__Task to carry out__. Look for the string "below" in the listing. Copy each line that has it.

__Records provided__.
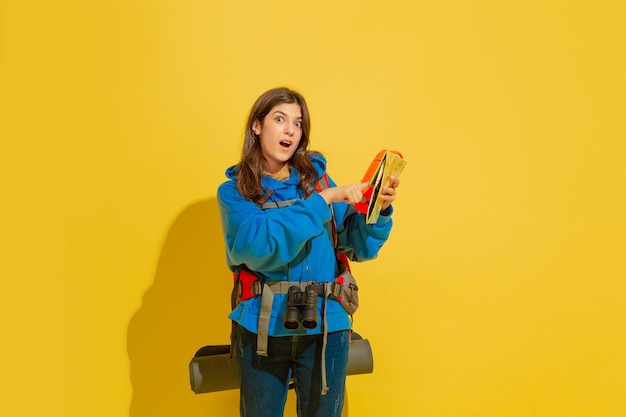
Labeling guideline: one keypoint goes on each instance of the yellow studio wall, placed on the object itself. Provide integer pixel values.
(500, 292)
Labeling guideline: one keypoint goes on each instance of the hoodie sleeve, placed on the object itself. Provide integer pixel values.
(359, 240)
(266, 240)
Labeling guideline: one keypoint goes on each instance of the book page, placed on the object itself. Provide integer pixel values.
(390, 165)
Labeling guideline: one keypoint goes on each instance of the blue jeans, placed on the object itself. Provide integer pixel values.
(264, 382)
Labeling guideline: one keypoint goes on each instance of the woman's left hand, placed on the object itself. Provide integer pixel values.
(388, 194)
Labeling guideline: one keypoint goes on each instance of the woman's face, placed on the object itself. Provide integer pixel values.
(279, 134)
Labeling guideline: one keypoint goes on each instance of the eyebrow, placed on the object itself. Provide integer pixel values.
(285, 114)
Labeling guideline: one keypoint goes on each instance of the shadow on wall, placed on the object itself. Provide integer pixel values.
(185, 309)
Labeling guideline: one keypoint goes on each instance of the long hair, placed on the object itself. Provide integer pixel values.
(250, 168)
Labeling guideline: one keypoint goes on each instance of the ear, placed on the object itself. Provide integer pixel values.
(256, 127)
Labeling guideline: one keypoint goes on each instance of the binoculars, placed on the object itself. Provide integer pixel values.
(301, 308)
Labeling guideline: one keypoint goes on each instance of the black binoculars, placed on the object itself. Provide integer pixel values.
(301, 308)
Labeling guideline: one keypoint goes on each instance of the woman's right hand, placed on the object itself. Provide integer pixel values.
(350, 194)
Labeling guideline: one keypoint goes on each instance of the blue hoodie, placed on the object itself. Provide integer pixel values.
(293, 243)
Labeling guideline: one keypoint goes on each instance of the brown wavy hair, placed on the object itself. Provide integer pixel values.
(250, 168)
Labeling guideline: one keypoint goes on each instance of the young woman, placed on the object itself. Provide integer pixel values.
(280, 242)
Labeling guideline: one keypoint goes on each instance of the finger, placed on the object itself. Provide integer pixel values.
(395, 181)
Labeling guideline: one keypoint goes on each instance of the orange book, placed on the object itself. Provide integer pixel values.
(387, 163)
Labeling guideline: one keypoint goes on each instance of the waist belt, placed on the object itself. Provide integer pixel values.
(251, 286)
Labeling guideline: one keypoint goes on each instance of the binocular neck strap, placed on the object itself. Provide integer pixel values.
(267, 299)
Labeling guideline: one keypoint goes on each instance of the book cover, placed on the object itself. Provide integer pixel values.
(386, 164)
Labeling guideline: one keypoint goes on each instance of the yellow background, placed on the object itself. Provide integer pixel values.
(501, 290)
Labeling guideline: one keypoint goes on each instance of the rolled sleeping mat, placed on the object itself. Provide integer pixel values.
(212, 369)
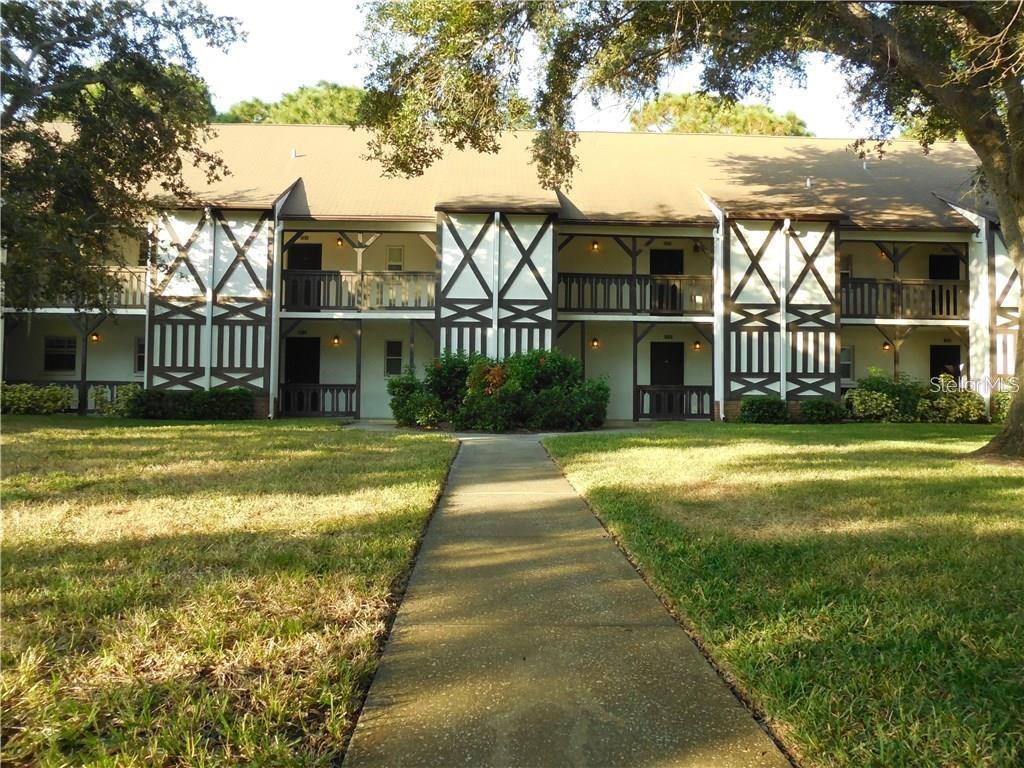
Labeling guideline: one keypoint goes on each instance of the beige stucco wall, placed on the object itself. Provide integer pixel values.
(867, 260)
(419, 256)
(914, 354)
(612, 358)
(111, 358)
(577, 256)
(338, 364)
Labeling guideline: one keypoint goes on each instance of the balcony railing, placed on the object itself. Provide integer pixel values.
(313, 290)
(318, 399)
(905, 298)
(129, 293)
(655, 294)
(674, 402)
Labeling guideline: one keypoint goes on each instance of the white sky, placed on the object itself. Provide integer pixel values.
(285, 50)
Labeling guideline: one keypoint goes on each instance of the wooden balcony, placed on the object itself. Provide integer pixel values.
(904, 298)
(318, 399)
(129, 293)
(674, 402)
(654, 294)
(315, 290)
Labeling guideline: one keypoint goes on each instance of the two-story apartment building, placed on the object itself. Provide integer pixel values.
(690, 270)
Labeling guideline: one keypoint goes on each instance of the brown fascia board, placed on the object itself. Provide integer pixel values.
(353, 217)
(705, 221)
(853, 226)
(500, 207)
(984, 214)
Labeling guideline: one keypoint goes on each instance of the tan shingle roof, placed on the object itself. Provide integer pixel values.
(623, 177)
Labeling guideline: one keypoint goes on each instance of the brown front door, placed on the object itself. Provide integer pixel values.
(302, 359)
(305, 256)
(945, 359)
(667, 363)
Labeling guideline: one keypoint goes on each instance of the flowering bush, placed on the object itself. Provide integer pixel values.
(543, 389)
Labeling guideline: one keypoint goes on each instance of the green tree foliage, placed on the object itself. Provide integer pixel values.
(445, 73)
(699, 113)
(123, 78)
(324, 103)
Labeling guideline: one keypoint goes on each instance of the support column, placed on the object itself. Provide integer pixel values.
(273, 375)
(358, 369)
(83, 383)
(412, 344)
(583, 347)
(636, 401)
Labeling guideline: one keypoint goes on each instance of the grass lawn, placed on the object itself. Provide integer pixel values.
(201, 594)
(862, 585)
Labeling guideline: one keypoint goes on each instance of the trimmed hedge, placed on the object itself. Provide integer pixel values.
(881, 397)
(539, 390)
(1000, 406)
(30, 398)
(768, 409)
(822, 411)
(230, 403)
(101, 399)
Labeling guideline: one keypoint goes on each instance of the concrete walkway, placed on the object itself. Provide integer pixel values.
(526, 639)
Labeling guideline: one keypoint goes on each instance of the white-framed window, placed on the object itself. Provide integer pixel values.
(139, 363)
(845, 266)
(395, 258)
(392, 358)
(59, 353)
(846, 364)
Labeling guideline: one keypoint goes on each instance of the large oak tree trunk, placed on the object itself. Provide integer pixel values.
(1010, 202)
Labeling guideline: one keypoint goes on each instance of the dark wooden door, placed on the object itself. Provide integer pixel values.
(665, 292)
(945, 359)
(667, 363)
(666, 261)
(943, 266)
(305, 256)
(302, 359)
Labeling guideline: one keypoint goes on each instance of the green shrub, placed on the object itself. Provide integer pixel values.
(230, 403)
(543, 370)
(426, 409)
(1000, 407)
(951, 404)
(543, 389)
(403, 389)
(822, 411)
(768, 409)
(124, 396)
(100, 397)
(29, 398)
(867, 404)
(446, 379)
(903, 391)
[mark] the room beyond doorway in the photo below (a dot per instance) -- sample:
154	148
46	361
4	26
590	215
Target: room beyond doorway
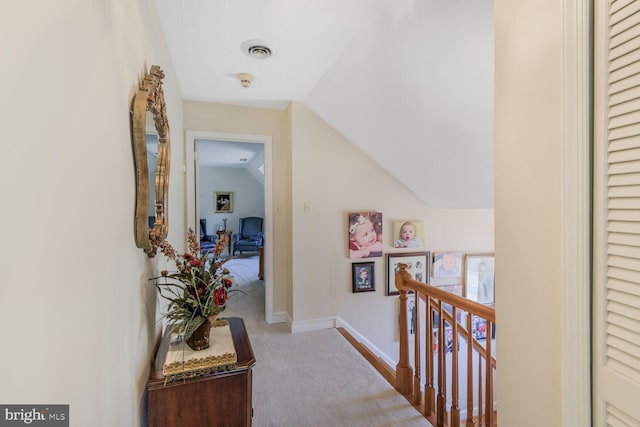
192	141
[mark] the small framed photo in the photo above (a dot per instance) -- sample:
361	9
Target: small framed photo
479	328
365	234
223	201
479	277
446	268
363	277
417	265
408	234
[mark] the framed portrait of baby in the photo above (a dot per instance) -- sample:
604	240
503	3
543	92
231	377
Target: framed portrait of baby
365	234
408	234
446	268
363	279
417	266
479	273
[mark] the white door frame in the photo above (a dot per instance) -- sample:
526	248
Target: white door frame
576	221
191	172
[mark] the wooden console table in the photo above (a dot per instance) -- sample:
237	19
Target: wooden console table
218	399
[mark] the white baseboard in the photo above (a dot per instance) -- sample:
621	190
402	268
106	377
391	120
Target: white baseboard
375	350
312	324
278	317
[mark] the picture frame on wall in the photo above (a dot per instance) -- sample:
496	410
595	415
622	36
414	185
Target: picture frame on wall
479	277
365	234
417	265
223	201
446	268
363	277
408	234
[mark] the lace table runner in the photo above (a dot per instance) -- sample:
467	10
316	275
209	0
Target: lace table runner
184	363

==

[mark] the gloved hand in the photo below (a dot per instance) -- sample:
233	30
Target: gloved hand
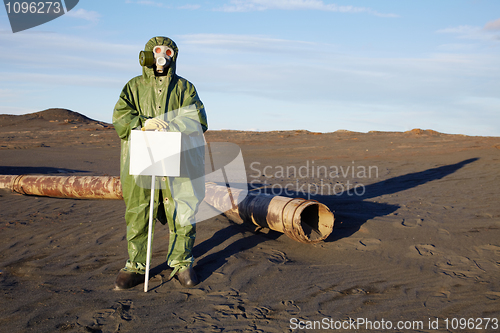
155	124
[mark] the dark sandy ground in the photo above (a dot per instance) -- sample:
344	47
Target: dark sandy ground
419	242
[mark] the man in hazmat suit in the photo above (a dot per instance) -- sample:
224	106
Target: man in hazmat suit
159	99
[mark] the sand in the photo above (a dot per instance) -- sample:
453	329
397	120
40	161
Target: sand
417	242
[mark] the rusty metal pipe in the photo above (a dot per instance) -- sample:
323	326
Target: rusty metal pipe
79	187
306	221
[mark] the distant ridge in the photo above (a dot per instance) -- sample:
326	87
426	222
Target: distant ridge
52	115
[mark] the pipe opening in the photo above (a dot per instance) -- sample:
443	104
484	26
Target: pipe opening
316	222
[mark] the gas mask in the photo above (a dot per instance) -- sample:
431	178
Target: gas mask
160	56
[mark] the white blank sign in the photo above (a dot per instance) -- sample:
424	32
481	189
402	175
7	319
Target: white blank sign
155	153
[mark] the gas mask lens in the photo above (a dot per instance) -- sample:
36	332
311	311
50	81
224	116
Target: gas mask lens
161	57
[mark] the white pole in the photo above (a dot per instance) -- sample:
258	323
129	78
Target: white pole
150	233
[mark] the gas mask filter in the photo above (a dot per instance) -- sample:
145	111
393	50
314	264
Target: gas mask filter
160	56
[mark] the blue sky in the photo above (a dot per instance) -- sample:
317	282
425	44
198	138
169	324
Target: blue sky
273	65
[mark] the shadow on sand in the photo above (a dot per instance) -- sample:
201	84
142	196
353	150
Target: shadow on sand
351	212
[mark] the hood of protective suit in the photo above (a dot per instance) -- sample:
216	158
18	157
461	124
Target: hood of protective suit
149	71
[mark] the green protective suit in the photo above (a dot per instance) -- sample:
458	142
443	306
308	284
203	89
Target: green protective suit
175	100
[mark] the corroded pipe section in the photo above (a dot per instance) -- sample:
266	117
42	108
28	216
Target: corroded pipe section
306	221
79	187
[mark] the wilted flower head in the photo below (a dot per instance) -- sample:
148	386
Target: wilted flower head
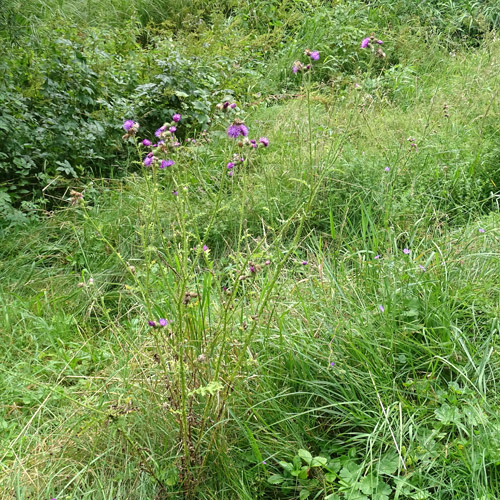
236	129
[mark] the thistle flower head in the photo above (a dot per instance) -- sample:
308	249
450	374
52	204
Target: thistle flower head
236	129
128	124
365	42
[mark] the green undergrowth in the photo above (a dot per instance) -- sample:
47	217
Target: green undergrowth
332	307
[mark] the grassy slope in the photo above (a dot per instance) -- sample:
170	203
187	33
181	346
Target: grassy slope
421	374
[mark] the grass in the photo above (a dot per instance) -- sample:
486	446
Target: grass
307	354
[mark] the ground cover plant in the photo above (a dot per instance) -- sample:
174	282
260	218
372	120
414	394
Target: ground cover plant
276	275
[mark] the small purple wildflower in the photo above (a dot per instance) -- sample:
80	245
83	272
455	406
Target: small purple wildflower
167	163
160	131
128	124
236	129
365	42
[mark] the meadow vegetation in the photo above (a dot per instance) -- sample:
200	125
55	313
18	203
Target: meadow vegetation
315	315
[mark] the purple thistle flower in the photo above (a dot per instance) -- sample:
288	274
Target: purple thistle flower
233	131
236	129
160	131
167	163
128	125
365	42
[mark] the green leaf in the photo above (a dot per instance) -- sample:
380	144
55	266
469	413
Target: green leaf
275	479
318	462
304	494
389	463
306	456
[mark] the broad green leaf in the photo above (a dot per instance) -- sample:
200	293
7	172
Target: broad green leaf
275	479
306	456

__Written answer__.
[mark] the room beyond doorway in the photo below (a dot per instance) -- sample:
[mark] the gloved hand in the photo below (a dot per instance) -- sample:
[mark] the wilted flower head in the photo below (a dot per instance) -- sample:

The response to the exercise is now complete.